Writing this column quickly transformed from a liberating haven for me to share my thoughts and ideas about Pasefika into a confining cage of the politics of performing Pasefika representation. As I wrote, I became deathly afraid that what I was writing did not accurately represent my Pasefika community, which is actually an impossible task in the first place considering the diversity of all of Pasefika. I spent days stuck on the same sentence or phrase, wondering how my peers here might construe it as to be representative of all of Pasefika. But perhaps worst of all, I stayed up each night after submitting each new piece for publishing, imagining the horrors of my beloved Pasefika community rejecting me for misrepresenting them, for letting them down.
I continued to bury this pressure, stress, and fear until last November, when I found myself having to visit Harvard’s mental health services for the first time in my life. After a wildly unexpected mental breakdown of uncontrollable sobbing and vomiting, I found myself sitting across the room from a CAMHS therapist, trying to understand what had gotten me to this point in the first place. And after a lengthy conversation with her, I came to the realization that not only was I being crushed by the pressures of performing representation, which had in fact been amplified by writing this column, but I continued to ignore and normalize the violence that this pressure was inflicting upon my mind, body, and soul.
Stories like this aren’t uncommon on this campus. Time and time again, students from underrepresented, underprivileged, and marginalized backgrounds are called on to be representatives of their communities. We are called on to bear the responsibility of continuously validating our own existence and the existence of our communities in spaces that were created to exclude us.

Problems and tasks
**a)** From the column on Pasefika representation, list every background it names for students who are called on to represent their communities.
**b)** Does each statement below agree with the column on Pasefika representation? Answer yes or no for each, and quote the words that decide it.
(i) The author's first visit to Harvard's mental health services came last November.
(ii) The CAMHS therapist the author spoke with was a man.
(iii) The author calls accurately representing all of Pasefika an achievable goal.
**c)** Resume the column on Pasefika representation, starting right after its last sentence.

Data shown
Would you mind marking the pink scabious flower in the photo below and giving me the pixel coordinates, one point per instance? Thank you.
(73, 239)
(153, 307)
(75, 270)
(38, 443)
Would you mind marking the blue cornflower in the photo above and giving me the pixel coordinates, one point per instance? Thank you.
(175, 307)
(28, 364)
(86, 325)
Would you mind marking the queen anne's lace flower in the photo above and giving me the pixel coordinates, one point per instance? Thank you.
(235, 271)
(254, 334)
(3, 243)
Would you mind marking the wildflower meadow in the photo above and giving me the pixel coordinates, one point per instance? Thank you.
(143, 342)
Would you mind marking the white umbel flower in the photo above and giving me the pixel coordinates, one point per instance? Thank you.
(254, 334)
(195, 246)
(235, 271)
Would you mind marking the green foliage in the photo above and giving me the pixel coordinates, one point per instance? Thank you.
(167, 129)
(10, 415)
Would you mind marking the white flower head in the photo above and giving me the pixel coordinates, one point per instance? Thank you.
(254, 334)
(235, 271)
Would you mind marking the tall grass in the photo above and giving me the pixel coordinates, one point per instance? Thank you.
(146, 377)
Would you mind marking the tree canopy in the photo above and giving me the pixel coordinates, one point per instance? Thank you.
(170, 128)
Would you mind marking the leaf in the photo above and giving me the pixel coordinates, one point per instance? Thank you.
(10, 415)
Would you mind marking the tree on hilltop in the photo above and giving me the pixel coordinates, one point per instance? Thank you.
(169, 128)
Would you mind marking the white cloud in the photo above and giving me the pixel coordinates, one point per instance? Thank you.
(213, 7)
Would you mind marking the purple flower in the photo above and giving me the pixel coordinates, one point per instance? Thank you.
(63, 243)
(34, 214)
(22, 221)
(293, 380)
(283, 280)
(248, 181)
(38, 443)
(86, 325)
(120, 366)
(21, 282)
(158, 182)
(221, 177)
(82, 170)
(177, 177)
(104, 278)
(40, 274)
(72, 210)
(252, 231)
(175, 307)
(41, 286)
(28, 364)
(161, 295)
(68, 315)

Task-by-task outputs
**a)** underrepresented, underprivileged, marginalized

**b)**
(i) Yes: "last November, when I found myself having to visit Harvard’s mental health services for the first time in my life"
(ii) No: "after a lengthy conversation with her"
(iii) No: "which is actually an impossible task in the first place considering the diversity of all of Pasefika"

**c)**
At the same time, we are expected not to acknowledge the physical, mental, and emotional violence that these exclusive spaces inflict upon us. Over my time at Harvard, I’ve learned that I am supposed to pretend that the oppression and microaggressions I experience on campus do not exist, especially since I was “ever so graciously” admitted in the first place. At home, I am supposed to put on a facade of perfect physical, emotional, and mental health, because what struggles could I possibly be facing at a school that is paying my tuition and giving me access to an abundance of resources? To be good representatives, we are to meet these expectations without showing how much we are struggling because that makes not only us, but also our communities seem “weak,” “overly-sensitive,” or “hysterical.”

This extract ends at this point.